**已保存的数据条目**
────
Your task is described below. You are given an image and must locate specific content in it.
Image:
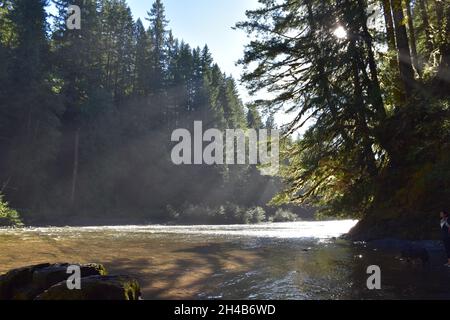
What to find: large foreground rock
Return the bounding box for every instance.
[0,263,107,300]
[36,276,141,300]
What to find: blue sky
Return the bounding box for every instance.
[128,0,259,101]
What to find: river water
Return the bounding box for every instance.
[0,221,450,300]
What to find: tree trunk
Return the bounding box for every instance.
[418,0,433,55]
[358,0,386,121]
[381,0,395,51]
[391,0,414,98]
[70,128,80,207]
[435,0,448,43]
[405,0,422,77]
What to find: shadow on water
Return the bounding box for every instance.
[106,244,262,300]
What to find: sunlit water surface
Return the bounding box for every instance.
[0,221,450,299]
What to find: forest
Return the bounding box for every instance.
[0,0,450,239]
[0,0,306,225]
[237,0,450,240]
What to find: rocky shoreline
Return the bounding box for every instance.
[0,263,142,300]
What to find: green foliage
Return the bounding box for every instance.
[167,202,267,224]
[0,0,288,223]
[241,0,450,238]
[0,194,23,227]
────
**练习要求**
能把从包含“What to find: sunlit water surface”的那一行到包含“[0,263,142,300]”的那一行（首尾两行都算在内）整理成一个编号列表吗？空行不要列入。

**本题答案**
1. What to find: sunlit water surface
2. Return the bounding box for every instance.
3. [0,221,450,299]
4. What to find: forest
5. Return the bounding box for every instance.
6. [0,0,450,239]
7. [0,0,306,225]
8. [237,0,450,240]
9. What to find: rocky shoreline
10. Return the bounding box for every instance.
11. [0,263,142,300]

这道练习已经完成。